BRIEF: Copy the lines below word for word, leaving out the pictures.
::::::::
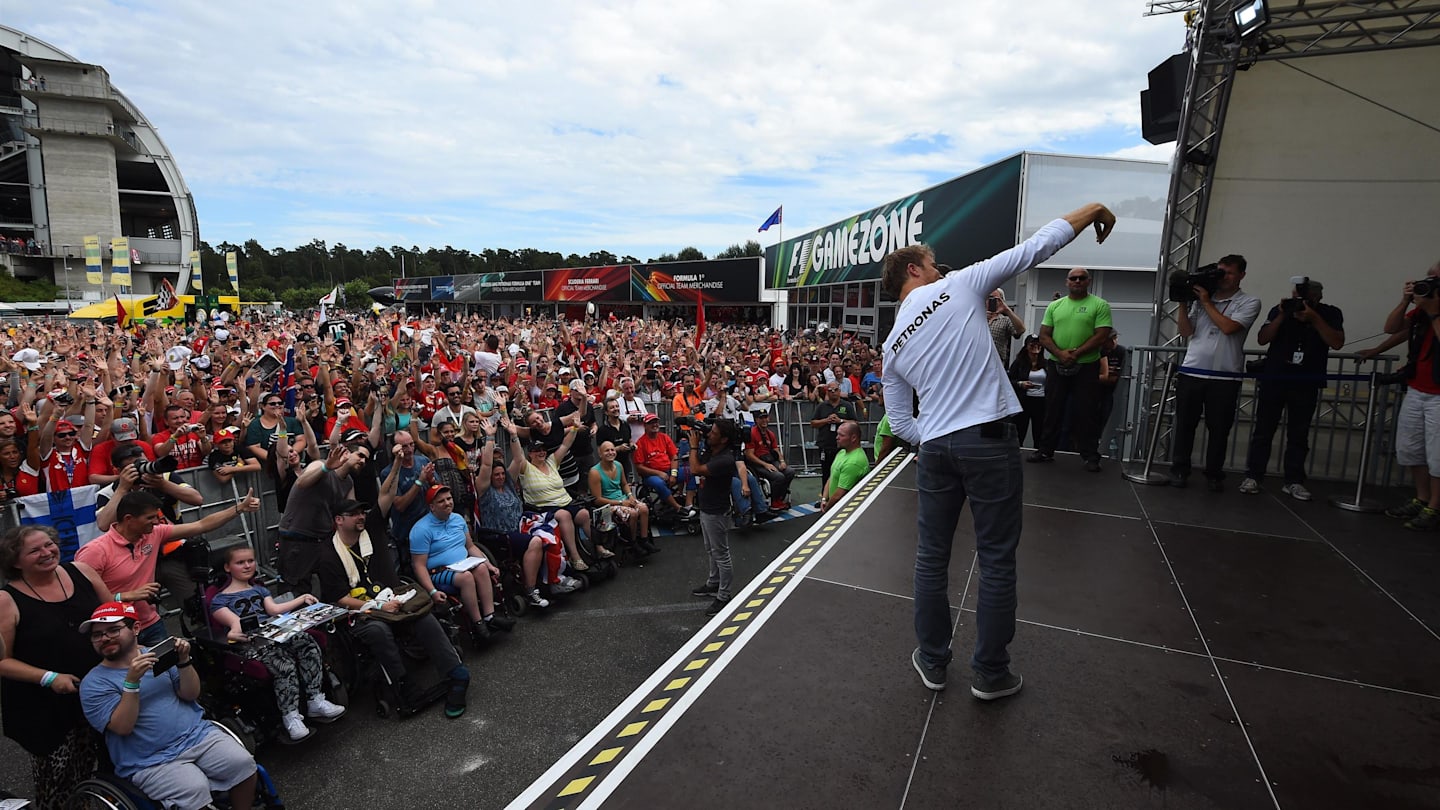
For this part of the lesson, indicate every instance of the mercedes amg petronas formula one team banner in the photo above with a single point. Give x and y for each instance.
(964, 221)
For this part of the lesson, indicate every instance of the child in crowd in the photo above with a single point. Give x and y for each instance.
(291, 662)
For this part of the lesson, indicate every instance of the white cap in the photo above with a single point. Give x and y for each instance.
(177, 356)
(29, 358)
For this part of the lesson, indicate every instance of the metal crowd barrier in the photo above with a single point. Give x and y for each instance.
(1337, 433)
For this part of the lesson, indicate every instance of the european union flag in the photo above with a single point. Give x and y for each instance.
::::::::
RESPONSE TO THIS EXERCISE:
For this part of the lesson, indicate every instance of the mercedes amg petronas formula one team banner in the photo above with a single point. Give x and y for each instance.
(964, 221)
For this part of the lesson, indicate every instance of the child in crowd in the photo above with a single point. Give x and y for each instance.
(291, 662)
For this part of the lesson, indicate every instance of the white cap in the photo above with a single point. Give x and y for each instance.
(177, 356)
(29, 358)
For this part of the lesson, indicate every instance of the metal crowd barrier in the photo above with a single point. Give x and y for each instance.
(1337, 433)
For this part of the lesson, indicate every instance of the european union flag in the photo above with a single point. Give x and y for each instance.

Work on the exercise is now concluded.